▶ _Latihan_
Ulangi seluruh cerita tentang Edin tanpa mengubah satu huruf pun.

(tulisan ini ku ketik tanggal 2 Februari 2009)
[karena edin adalah balita satu-satunya di rumah, mungkin kadang-kadang dia memerlukan teman sebayanya. kebetulan ada beberapa anak tetangga yang seumuran dengannya, meskipun kadang-kadang dia juga bermain dengan anak yang lebih tua darinya. hal yang menjadi "extra energi" bagi kami adalah kami belum punya cara untuk menghentikan tangis edin kalau ditinggal teman-temannya. dia akan menangis agar teman-temannya mau main dengannya di rumah atau tetap main dengannya di halaman rumah mereka]
hari minggu sore, karena hujan mulai turun, edin tidak diperbolehkan main ke luar rumah. sebagai gantinya teman-temannyalah yang main di dalam rumah kami.
kubiarkan dia bermain digarasi dengan teman-temannya. aku sendiri merebahkan diri di ruang tv, sambil menunggu saat-saat di mulai protes karena temannya pulang, dan itu pasti terjadi.
aku tidak mendengar suara langkahnya (dia selalu berlari) tiba-tiba dia sudah di depanku dan mulai menangis.
aku pikir teman-temannya mulai berpamitan pulang
dalam tangisannya dia ngomong “ayah, edin tidak punya mobil merah dan hitam” sambil membuka tangannya yang kosong.
aku tanya mengapa, dia menjawab “mobil edin diambil pandu”

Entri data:
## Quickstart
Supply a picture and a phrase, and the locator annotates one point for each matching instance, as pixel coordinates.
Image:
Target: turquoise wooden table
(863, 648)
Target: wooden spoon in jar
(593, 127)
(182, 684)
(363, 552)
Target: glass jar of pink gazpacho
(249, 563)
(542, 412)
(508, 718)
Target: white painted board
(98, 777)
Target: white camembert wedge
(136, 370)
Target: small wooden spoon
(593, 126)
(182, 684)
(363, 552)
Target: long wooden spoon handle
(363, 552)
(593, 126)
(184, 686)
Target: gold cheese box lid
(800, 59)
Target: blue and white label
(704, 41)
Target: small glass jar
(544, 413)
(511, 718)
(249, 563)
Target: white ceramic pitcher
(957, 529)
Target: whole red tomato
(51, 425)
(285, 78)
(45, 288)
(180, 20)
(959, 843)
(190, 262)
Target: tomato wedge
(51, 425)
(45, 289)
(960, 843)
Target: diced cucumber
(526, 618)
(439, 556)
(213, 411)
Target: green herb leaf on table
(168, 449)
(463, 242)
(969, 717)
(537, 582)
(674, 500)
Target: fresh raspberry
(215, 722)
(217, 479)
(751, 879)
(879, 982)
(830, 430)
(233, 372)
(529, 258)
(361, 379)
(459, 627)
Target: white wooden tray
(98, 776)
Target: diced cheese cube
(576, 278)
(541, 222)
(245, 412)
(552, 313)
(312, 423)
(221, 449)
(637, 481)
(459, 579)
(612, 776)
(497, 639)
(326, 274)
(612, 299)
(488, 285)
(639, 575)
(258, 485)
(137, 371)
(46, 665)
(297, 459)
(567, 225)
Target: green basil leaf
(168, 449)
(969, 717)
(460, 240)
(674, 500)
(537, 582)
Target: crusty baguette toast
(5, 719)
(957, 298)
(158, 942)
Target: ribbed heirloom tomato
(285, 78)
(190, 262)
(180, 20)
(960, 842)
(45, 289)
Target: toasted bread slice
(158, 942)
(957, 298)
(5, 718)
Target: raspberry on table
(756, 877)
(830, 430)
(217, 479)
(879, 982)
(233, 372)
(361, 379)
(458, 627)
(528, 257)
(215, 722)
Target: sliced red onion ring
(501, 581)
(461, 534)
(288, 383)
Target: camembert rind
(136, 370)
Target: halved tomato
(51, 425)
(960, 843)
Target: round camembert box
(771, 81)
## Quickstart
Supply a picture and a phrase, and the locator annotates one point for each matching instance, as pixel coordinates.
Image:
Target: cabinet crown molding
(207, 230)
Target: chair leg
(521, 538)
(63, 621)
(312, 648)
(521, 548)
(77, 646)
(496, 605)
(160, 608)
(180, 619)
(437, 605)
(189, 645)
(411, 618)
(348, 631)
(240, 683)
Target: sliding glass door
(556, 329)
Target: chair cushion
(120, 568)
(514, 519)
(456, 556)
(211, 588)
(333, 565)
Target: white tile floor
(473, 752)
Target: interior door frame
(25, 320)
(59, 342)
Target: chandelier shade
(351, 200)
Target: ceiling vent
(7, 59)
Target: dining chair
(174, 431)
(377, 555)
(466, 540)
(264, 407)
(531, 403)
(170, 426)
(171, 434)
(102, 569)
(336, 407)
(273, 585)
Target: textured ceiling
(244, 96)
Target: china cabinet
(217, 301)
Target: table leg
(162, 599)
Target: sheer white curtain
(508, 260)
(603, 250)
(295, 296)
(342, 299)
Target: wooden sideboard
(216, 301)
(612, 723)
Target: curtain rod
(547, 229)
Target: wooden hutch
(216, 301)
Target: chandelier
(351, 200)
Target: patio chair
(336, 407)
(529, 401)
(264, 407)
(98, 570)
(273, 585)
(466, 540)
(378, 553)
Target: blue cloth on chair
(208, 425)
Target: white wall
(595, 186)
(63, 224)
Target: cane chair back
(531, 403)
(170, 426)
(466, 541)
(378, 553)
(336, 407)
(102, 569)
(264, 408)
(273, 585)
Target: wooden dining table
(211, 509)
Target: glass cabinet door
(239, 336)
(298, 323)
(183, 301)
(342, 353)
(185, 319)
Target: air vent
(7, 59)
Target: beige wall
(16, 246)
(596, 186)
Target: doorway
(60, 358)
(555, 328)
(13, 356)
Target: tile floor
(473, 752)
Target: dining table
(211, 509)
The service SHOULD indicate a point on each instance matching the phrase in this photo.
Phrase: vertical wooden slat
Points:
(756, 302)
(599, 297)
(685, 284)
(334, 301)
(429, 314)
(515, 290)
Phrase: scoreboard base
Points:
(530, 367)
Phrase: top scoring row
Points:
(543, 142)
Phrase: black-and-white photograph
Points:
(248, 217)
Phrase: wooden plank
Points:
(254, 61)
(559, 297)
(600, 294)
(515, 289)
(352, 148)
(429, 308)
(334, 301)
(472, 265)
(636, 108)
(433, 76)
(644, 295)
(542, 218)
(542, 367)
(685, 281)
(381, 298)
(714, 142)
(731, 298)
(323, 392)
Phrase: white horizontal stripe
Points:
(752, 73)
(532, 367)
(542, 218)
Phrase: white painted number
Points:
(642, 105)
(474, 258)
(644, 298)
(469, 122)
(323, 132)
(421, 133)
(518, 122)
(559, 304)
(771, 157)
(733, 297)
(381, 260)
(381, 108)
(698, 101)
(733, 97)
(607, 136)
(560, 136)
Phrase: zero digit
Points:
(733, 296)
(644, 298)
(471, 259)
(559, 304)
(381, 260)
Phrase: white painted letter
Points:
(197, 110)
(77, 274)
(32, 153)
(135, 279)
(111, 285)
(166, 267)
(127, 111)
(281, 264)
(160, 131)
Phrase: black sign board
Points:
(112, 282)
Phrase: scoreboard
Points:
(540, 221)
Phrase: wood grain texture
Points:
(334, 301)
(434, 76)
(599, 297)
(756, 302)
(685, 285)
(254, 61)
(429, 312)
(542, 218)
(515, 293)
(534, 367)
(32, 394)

▶ _Jawaban_
(tulisan ini ku ketik tanggal 2 Februari 2009)
[karena edin adalah balita satu-satunya di rumah, mungkin kadang-kadang dia memerlukan teman sebayanya. kebetulan ada beberapa anak tetangga yang seumuran dengannya, meskipun kadang-kadang dia juga bermain dengan anak yang lebih tua darinya. hal yang menjadi "extra energi" bagi kami adalah kami belum punya cara untuk menghentikan tangis edin kalau ditinggal teman-temannya. dia akan menangis agar teman-temannya mau main dengannya di rumah atau tetap main dengannya di halaman rumah mereka]
hari minggu sore, karena hujan mulai turun, edin tidak diperbolehkan main ke luar rumah. sebagai gantinya teman-temannyalah yang main di dalam rumah kami.
kubiarkan dia bermain digarasi dengan teman-temannya. aku sendiri merebahkan diri di ruang tv, sambil menunggu saat-saat di mulai protes karena temannya pulang, dan itu pasti terjadi.
aku tidak mendengar suara langkahnya (dia selalu berlari) tiba-tiba dia sudah di depanku dan mulai menangis.
aku pikir teman-temannya mulai berpamitan pulang
dalam tangisannya dia ngomong “ayah, edin tidak punya mobil merah dan hitam” sambil membuka tangannya yang kosong.
aku tanya mengapa, dia menjawab “mobil edin diambil pandu”